"""

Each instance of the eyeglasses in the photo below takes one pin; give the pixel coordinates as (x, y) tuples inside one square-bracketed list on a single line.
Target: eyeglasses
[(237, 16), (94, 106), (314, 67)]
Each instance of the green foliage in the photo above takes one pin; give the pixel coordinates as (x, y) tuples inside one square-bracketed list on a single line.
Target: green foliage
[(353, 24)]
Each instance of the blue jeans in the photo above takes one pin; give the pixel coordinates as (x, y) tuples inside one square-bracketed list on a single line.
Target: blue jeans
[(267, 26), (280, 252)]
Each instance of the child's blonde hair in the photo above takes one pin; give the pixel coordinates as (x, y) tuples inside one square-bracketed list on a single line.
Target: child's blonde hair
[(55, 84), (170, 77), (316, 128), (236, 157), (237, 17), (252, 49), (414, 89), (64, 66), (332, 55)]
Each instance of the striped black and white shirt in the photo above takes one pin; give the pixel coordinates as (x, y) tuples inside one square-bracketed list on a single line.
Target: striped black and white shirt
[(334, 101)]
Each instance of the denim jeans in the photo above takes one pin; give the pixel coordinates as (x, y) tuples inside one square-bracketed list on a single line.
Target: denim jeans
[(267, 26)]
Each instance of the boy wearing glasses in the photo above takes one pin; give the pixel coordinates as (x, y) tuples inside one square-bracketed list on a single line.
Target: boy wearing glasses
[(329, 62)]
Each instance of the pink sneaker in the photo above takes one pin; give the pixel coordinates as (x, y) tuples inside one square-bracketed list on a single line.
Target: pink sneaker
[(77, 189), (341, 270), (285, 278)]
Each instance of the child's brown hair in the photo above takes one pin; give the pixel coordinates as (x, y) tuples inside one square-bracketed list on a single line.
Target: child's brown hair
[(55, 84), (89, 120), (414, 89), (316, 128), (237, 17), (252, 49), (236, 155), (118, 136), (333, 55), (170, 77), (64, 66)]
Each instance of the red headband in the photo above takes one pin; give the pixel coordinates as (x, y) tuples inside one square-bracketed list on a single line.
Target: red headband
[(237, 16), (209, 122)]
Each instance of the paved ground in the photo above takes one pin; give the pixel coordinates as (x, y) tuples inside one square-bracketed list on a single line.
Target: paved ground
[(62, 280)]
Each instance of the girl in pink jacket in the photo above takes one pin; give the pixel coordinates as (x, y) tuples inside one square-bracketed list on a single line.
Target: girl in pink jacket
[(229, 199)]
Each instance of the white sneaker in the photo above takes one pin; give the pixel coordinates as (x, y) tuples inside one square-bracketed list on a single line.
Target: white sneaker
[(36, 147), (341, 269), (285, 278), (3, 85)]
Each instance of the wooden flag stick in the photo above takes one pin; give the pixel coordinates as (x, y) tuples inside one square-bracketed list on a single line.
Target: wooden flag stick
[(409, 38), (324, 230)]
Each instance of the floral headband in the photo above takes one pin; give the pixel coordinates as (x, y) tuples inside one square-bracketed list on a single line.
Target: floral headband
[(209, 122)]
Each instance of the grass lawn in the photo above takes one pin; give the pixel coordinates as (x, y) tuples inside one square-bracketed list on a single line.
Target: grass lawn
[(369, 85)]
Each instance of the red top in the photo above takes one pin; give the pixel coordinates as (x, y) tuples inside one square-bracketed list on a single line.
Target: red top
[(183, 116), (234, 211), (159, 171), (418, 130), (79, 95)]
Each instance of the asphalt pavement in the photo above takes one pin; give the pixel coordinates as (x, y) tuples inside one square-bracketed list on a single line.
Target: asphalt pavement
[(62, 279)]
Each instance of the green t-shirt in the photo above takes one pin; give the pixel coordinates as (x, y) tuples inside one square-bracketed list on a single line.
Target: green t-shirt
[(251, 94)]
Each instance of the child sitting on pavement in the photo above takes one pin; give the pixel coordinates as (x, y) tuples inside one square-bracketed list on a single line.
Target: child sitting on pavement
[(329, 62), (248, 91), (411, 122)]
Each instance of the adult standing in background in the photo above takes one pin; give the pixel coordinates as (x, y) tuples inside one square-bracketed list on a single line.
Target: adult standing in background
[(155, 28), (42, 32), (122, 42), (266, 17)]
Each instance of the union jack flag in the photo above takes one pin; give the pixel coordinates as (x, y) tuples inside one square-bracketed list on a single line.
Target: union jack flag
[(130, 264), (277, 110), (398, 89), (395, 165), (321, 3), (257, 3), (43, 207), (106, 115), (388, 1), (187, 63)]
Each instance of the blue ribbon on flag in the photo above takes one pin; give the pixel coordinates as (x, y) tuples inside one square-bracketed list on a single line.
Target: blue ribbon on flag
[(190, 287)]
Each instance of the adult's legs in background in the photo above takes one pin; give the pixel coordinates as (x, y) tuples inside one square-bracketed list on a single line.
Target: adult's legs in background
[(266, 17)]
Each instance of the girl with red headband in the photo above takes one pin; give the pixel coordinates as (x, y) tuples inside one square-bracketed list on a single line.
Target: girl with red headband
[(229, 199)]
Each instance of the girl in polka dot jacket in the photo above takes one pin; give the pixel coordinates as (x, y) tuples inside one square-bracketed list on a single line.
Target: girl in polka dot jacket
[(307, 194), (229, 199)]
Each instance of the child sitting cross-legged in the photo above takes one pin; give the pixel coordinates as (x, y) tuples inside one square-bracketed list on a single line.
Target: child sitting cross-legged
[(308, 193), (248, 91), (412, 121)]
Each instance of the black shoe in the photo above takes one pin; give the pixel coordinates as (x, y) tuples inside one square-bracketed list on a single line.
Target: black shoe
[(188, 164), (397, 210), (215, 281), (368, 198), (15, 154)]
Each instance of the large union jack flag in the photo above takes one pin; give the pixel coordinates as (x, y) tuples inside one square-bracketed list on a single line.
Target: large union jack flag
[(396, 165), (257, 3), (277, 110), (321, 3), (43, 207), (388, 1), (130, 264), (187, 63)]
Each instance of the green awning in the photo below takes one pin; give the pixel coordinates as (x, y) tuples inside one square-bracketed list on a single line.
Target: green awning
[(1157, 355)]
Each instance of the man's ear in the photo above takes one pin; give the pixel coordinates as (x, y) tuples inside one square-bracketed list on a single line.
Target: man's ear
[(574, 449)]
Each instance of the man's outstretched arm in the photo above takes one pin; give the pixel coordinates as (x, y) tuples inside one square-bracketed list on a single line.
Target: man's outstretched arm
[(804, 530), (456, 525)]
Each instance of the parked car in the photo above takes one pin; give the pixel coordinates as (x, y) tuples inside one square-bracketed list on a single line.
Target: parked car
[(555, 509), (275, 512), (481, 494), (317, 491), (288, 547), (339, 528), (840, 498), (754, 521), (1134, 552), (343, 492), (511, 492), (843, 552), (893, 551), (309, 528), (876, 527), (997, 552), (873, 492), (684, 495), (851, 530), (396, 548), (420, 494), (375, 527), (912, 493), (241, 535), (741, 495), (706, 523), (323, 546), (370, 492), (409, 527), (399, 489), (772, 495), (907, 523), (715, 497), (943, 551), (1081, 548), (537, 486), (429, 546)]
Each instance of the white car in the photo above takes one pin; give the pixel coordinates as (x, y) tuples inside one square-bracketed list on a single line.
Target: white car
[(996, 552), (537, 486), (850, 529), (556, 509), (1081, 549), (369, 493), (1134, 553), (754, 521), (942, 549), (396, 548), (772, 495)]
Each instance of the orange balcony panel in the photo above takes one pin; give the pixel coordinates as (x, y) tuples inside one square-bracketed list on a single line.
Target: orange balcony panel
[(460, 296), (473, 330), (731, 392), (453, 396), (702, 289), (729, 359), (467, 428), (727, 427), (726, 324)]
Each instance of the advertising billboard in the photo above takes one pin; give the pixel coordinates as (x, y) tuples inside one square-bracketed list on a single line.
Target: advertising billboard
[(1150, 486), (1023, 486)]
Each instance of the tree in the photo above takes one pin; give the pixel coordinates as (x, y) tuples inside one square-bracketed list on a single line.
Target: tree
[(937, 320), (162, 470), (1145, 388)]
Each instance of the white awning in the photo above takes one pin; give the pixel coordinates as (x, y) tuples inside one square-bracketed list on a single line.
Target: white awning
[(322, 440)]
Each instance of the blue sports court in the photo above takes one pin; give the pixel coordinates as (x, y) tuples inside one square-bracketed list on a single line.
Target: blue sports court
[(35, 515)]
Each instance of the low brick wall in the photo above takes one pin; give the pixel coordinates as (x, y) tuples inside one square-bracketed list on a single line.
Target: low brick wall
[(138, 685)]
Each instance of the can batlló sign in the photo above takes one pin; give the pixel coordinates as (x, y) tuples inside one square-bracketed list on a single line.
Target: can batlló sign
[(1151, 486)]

"""

**Exercise instructions:**
Retype the lines of the material from the one containing "Target: white awning" through the last line, exactly, and give no other lines.

**Task answer:**
Target: white awning
[(322, 440)]
Each instance of the blue sports court in the photo above takes one pin; give the pixel coordinates as (x, y) tuples inside one square-bracketed list on a single line.
Target: blue sports court
[(35, 515)]
Each instance of the low brick wall in the photo above takes one pin; give the pixel coordinates as (x, y) tuples inside one square-bracketed list on a single line.
Target: low brick wall
[(138, 685)]
Each instance of the can batlló sign in the photo above takes one pin; give the pixel coordinates as (x, y) tuples inside one square-bracketed list on a single line.
Target: can batlló sign
[(1151, 486)]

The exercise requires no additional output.